- TEXT SECTION:
╭──

Studio album by Elvis Costello and the Imposters
- Released: 14 January 2022
- Recorded: 2021
- Genre: Rock and roll;
- Length: 51:58
- Label: EMI; Capitol;
- Producer: Sebastian Krys; Elvis Costello;

Elvis Costello and the Imposters chronology
| Hey Clockface (2020) | The Boy Named If (2022) | The Resurrection of Rust (2022) |

Singles from The Boy Named If
- "Magnificent Hurt" Released: 27 October 2021;

= The Boy Named If =

The Boy Named If is the 32nd studio album by English singer-songwriter Elvis Costello and the Imposters. The album was released on 14 January 2022 by EMI Records and Capitol Records.

The Boy Named If received critical acclaim and was nominated for Best Rock Album at the 65th Annual Grammy Awards.

╰──

- RAW DATA:
╭──

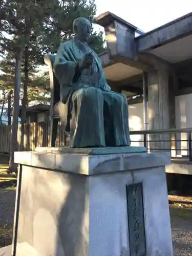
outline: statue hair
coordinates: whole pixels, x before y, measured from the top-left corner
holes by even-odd
[[[75,28],[78,27],[79,24],[80,23],[89,23],[91,25],[91,22],[86,18],[84,18],[83,17],[79,17],[76,18],[73,23],[73,32],[75,34],[76,29]]]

╰──

- STATED TASK A: Please summarize the text on The Boy Named If in two sentences.
- STATED TASK B: Write the next part of the text on The Boy Named If, picking up after its final sentence.
The material has no connection to the text about the album.

- TASK RESPONSE A: The Boy Named If is the 32nd studio album by English singer-songwriter Elvis Costello and the Imposters, released on 14 January 2022 by EMI Records and Capitol Records. It received critical acclaim and was nominated for Best Rock Album at the 65th Annual Grammy Awards.

- TASK RESPONSE B:
== Content ==

The album's first single, "Magnificent Hurt" was released on October 27, 2021. Stereogum's Tom Breihan described the track as a "a straight-up rocker" and compared it to his late 70s work.

==Critical reception==

The Boy Named If received positive reviews from critics. At Metacritic, which assigns a normalised rating out of 100 to reviews from critics, the album received an average score of 83, which indicates "universal acclaim", based on 14 reviews. Stephen Thomas Erlewine wrote that The Boy Named If was Costello's "purest doses of rock and roll since maybe Blood & Chocolate (1986)".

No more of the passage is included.